Margosia Jadkowski, WLP program director, said the addition of the ultramarathon sates a growing appetite for long-distance mountain races and aligns with the nonprofit’s ambitious project to “close the loop” by completing a network of community trails that encircles Whitefish Lake.
“It’s always been part of our vision to include a longer race, and this is a great way to celebrate the connection that the Haskill Trail provides to Big Mountain and the Flathead National Forest,” Jadkowski said. “The fact that you can start from downtown Whitefish and access the summit of Big Mountain was a good enough reason to add this as an option for runners hungry for a longer distance.”
With help from the race’s title sponsor, Whitefish Therapy and Sport Center, as well as access courtesy of Whitefish Mountain Resort and the Flathead National Forest, the 50-kilometer course will include aid stations and a boisterous finish at Depot Park, where participants will receive entry into the Great Northwest Oktoberfest celebration.
On Oct. 6, racers will have the opportunity to explore the Beaver Lakes area of the Whitefish Trail with four course options — a half-marathon course that follows single-track trail surrounding Dollar, Little Beaver and Woods Lakes; a 10-kilometer loop around Murray Lake; a 5-kilometer tour of the South Beaver Lake Loop; and a two-mile family fun run that meanders along the Whitefish Trail.
As the team at Whitefish Legacy Partners, led by Executive Director Heidi Van Everen, rolls out its 2019 race schedule, the mission to “close the loop” on the ambitious Whitefish Trail project continues to come closer to fruition.
The ongoing support for outdoor recreation and conservation has helped keep vulnerable local lands accessible and undeveloped while also fulfilling the state Department of Natural Resource and Conservation’s obligation to maximize profits for thousands of acres of School Trust Lands around Whitefish.
It’s an example, Jadkowski said, of how conservation, recreation and forest management can not only coexist, but also strengthen one another and work hand in hand.
Connecting people to the landscape also helps advance Whitefish Legacy Partners’ goal of shaping a conversation about how the trail system can support recreation and compatible forestry while protecting lands from development.
Nowhere is that more evident than in Haskill Basin.

# [Problem set]
[1] From the Whitefish Trail article, list the four course options offered to racers on Oct. 6.
[2] Write the next few sentences of the Whitefish Trail article.

# [Supplied information]

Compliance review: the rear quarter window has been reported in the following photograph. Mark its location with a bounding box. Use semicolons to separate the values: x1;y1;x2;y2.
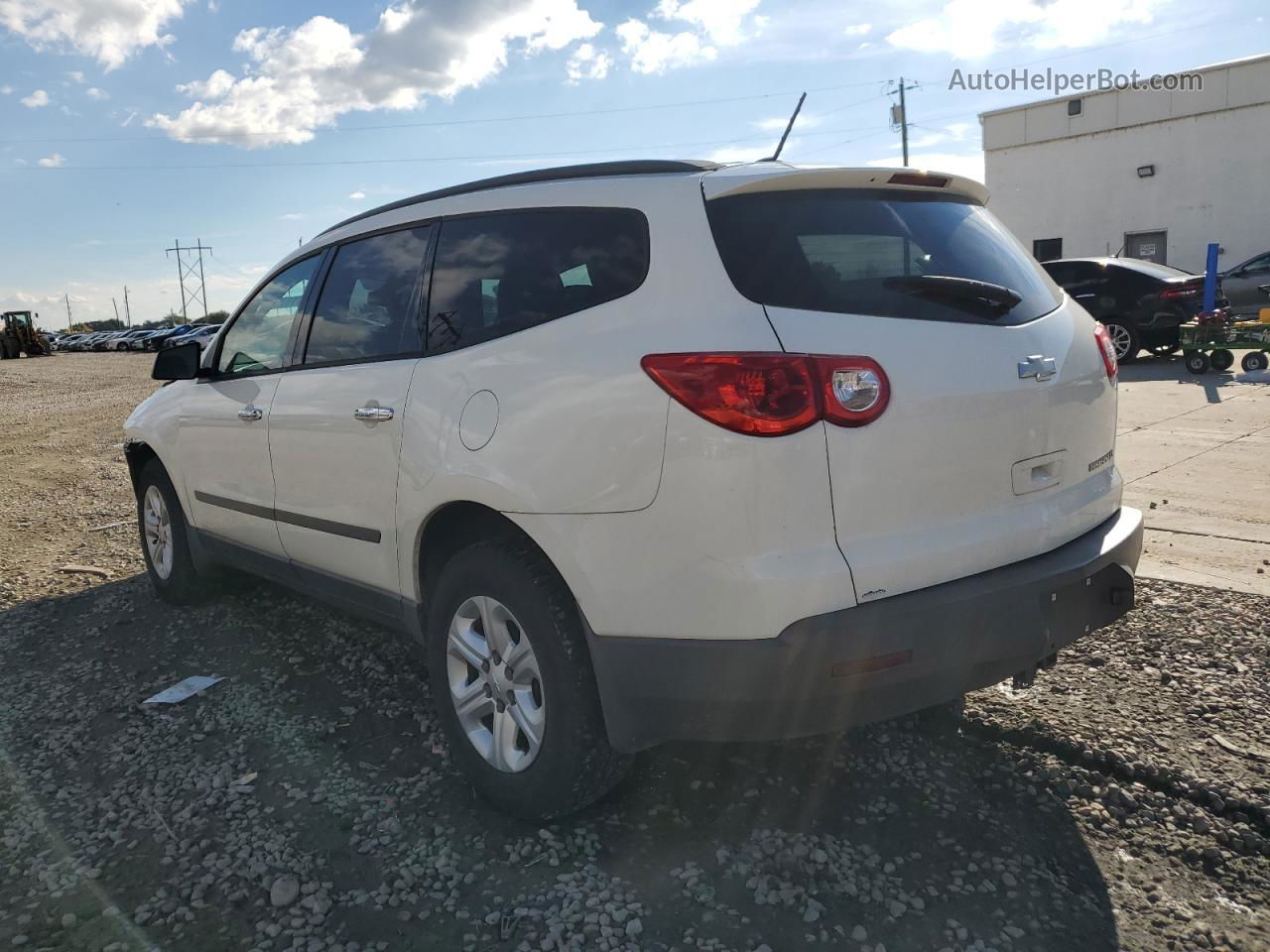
427;208;649;353
706;189;1062;325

# [Exercise responses]
[1]
- A half-marathon course on single-track trail around Dollar, Little Beaver and Woods Lakes
- A 10-kilometer loop around Murray Lake
- A 5-kilometer tour of the South Beaver Lake Loop
- A two-mile family fun run along the Whitefish Trail

[2]
For years, conservation groups and city officials have recognized the development pressure that could bear down on Haskill Basin, a block of land northeast of Whitefish owned by F.H. Stoltze Land and Lumber Co.
And for years, those concerns were quelled by a good-faith agreement with the Stoltze family, who for more than a century has maintained its commitment to managing the Haskill parcel as a working forest, rather than leveraging it into a revenue-rich development deal.
In 2016, that handshake deal was inked into the history books as Whitefish city officials, along with Montana Fish, Wildlife and Parks, Stoltze, and the nonprofit Trust for Public Land, finalized an agreement to furnish permanent protections on 3,020 acres of land in the Haskill Creek watershed.
It marked one of the most complex land swaps in state history, according to public land managers, and protects a block of land that sees among the heaviest concentrations of multiple-use in Montana — it is a working forest, a recreational haven, and the source of the lion’s share of Whitefish’s municipal water supply.
Whitefish Trail users also benefit, and Jadkowski said the conservation success will yield a deeper allure at the upcoming ultramarathon, registration for which is already beginning to fill.
“From our perspective, part of what makes the Haskill Basin section so special is that the community has worked so hard to protect it,” she said. “So not only is there the recreation component but also the conservation component. That is something we are very excited to share.”